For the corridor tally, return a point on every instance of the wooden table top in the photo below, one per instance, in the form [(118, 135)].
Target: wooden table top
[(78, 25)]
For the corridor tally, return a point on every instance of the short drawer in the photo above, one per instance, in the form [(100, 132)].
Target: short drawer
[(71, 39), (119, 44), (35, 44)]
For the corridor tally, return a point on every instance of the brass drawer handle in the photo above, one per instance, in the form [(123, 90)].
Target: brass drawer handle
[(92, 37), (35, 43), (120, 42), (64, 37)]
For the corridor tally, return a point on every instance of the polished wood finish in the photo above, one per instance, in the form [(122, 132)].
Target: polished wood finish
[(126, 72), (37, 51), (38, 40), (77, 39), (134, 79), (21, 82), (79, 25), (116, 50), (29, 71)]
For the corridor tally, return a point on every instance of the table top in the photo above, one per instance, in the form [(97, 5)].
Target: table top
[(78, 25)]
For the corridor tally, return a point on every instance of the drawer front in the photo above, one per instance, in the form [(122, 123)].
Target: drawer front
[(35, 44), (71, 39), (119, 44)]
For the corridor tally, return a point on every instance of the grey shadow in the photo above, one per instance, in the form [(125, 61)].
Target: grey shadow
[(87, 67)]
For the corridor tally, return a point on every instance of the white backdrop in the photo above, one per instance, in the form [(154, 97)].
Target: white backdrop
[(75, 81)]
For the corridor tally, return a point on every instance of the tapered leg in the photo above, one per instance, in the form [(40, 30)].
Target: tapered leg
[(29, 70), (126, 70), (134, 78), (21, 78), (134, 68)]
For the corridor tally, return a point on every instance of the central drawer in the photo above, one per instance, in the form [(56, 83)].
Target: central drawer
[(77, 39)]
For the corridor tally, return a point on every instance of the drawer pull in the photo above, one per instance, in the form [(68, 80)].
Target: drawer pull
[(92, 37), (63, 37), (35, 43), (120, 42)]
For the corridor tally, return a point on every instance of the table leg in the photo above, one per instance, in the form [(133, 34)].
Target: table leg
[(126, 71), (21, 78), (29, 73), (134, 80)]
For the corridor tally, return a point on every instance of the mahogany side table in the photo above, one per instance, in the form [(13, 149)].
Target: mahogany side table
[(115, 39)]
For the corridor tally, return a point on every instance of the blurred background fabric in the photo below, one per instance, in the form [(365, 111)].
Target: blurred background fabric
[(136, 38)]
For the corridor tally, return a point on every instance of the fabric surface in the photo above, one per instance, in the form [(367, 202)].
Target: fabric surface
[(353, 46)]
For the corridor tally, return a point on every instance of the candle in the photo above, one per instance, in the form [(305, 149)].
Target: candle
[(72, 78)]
---
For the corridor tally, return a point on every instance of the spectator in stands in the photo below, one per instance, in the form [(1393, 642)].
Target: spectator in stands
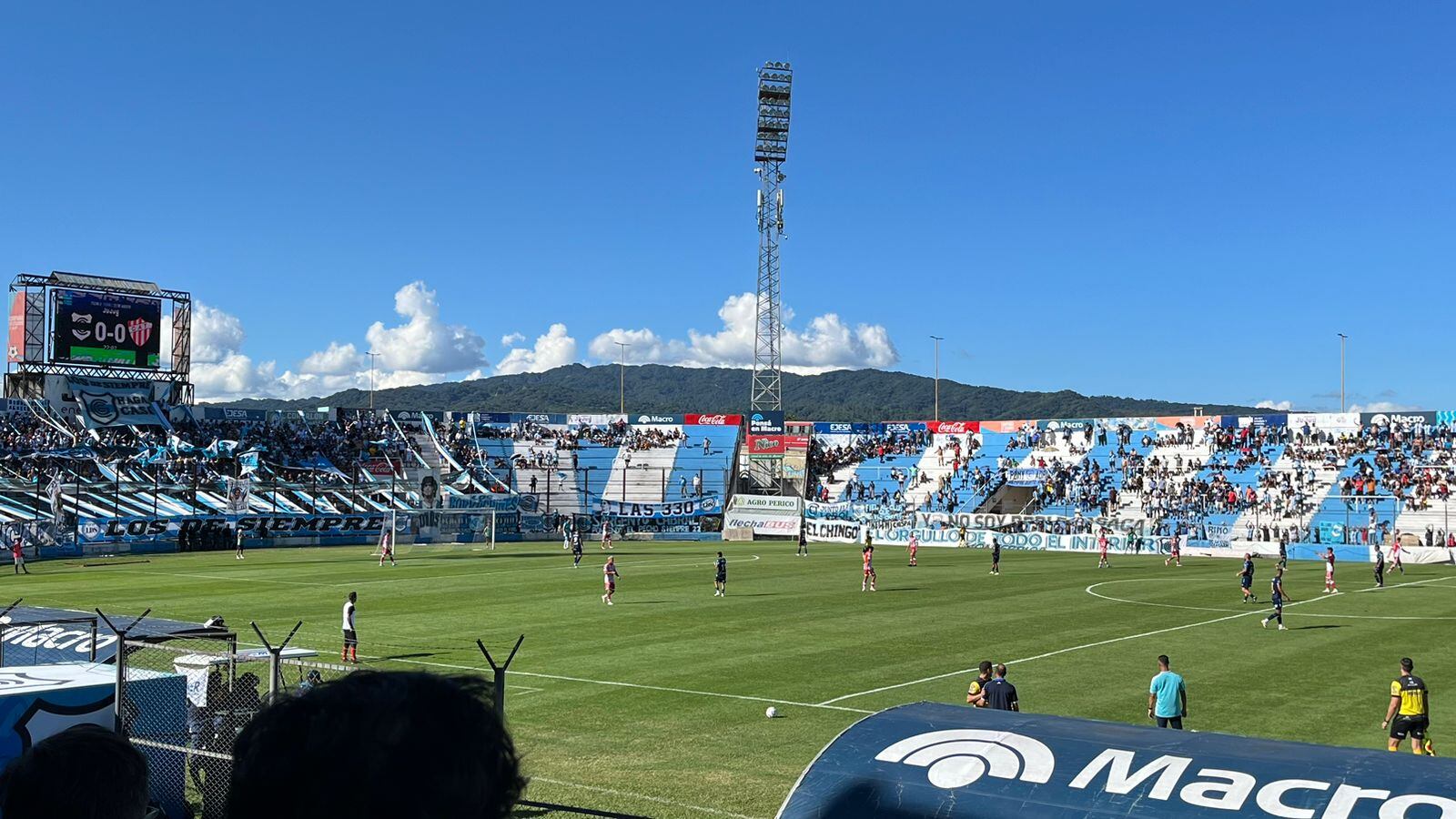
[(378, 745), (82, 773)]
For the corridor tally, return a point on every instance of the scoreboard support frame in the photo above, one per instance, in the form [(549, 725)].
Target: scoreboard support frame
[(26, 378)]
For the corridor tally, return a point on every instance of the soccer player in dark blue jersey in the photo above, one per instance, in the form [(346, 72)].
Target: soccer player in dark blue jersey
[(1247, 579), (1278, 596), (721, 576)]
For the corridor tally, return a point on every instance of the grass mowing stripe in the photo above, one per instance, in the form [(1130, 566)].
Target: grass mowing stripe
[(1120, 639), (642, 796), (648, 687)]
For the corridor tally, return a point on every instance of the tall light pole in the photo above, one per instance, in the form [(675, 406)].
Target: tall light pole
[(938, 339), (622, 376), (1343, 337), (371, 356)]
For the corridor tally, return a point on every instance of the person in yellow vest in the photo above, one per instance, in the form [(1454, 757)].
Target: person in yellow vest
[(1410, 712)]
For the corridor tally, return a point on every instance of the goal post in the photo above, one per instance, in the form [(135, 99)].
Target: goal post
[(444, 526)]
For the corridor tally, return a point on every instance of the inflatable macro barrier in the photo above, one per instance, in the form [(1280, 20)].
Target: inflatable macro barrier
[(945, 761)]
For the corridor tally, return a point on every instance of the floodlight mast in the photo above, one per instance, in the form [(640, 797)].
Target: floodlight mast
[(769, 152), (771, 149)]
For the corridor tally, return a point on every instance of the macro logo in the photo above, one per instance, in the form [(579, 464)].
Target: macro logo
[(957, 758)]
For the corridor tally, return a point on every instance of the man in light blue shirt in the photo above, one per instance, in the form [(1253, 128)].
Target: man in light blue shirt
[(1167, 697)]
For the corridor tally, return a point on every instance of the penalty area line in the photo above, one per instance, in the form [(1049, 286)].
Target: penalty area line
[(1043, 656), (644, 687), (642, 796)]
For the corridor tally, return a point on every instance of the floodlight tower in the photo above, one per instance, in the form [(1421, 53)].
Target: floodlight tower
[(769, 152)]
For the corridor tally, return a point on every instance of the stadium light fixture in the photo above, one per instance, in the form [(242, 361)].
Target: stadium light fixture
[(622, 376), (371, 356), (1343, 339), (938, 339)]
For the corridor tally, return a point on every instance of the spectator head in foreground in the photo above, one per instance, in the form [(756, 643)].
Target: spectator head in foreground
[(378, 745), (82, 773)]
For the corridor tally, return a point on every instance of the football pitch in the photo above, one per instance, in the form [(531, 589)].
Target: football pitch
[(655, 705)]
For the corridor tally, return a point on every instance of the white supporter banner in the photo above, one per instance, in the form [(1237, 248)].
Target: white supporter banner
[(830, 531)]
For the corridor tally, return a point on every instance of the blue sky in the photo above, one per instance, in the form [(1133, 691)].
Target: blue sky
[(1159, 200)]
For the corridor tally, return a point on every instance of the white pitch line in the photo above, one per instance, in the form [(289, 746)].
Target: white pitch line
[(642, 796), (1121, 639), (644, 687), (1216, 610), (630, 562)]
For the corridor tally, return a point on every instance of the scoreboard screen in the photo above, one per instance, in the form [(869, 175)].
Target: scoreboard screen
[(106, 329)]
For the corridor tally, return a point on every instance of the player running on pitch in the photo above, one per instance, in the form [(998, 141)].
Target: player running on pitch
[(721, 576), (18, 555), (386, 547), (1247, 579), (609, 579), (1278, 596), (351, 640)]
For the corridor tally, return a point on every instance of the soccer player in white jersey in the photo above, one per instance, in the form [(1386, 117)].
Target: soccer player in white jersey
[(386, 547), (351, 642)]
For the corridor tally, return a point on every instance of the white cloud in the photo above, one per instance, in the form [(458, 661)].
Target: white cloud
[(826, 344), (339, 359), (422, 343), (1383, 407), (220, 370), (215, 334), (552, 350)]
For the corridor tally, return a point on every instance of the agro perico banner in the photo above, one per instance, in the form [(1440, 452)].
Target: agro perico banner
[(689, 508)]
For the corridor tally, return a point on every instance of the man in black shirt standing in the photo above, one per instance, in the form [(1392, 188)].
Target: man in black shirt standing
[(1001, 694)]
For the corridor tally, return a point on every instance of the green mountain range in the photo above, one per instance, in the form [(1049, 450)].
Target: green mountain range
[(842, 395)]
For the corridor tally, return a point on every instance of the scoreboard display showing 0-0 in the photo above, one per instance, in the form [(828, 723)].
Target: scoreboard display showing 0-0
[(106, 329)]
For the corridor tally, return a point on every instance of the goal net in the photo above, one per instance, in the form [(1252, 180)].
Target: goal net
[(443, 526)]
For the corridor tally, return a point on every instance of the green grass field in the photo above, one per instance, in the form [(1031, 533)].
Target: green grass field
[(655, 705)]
...
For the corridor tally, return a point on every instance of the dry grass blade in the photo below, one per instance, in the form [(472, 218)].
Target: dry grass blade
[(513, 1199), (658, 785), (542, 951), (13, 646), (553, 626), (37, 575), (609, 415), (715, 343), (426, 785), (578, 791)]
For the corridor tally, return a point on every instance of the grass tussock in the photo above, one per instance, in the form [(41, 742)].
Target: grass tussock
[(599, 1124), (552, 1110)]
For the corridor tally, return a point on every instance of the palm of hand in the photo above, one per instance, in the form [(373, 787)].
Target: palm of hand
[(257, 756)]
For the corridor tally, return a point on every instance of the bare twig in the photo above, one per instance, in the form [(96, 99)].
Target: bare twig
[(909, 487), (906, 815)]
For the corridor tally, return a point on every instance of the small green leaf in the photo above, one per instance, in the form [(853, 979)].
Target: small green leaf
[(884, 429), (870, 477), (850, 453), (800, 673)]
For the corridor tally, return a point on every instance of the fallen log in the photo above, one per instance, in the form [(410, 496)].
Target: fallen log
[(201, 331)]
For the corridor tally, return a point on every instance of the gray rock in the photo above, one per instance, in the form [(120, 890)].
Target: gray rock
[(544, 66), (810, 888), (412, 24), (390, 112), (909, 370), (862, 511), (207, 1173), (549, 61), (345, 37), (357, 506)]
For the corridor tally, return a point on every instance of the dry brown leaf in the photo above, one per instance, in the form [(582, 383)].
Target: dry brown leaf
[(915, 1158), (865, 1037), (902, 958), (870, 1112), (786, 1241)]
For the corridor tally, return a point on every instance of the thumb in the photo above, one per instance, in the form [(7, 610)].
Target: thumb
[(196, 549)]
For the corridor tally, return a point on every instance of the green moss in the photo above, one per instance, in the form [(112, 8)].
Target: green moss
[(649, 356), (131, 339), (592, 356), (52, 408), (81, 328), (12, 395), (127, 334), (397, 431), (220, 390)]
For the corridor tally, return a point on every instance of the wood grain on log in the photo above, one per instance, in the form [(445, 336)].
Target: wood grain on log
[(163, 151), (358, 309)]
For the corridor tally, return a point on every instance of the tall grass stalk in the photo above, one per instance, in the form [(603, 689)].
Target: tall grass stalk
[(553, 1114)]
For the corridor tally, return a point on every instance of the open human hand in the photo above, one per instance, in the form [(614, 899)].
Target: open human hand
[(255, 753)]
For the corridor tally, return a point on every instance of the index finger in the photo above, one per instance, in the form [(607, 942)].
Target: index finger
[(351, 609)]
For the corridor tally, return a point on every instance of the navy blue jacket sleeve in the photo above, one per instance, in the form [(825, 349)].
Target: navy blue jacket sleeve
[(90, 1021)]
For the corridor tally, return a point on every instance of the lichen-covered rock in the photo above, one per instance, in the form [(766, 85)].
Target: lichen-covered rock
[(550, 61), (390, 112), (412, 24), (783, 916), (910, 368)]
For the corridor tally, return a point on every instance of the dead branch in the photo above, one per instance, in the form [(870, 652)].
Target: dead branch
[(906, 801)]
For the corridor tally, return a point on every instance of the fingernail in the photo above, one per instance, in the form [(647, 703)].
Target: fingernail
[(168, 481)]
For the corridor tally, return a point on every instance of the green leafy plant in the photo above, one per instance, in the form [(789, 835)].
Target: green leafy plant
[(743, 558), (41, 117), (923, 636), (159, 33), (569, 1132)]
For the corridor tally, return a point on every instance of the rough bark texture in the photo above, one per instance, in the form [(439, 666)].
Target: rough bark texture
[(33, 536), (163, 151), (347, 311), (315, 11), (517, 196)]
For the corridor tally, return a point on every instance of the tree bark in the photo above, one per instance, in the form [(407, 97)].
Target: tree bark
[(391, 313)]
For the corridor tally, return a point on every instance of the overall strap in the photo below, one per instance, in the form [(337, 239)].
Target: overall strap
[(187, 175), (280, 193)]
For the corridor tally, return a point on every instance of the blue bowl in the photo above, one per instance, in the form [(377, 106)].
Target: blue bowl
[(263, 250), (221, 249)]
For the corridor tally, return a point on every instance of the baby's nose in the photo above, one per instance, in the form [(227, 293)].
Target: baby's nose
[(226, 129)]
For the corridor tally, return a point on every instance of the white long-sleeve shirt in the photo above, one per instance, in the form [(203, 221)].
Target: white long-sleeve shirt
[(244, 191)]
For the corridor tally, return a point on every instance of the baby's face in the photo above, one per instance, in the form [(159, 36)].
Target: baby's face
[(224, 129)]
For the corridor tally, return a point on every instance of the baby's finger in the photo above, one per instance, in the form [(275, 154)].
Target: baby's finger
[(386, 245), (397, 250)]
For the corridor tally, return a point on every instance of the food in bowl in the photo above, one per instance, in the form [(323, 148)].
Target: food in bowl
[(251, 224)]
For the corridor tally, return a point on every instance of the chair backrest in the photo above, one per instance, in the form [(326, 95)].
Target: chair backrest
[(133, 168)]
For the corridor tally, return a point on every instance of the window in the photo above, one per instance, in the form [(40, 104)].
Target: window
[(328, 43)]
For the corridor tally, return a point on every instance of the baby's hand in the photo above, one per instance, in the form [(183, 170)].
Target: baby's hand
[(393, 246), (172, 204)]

* **Problem**:
Please give again the lines above between the line holding "Target: white backdrop" and the line holding "form [(133, 34)].", inclusive, exactly as they are and with nothing added.

* **Answer box**:
Target: white backdrop
[(75, 81)]
For the corridor tally, return a point on every instance of the tapered leg in the photo above, one per instance, in the form [(40, 30)].
Target: tapered leg
[(29, 70), (126, 70), (134, 78), (21, 78), (134, 68)]
For the corridor tally, return a point on every instance of the central drawer in the photo above, one per instance, in the form [(56, 83)].
Target: central drawer
[(77, 39)]
For the corridor tally, return a point on every instance of the drawer pull in the photo above, one per instance, in the form [(68, 80)].
Target: drawer pull
[(92, 37), (63, 37), (35, 43), (120, 42)]
For the corridor tally, return a point on every instance of the table leg in the photo above, one per instance, in the form [(133, 34)].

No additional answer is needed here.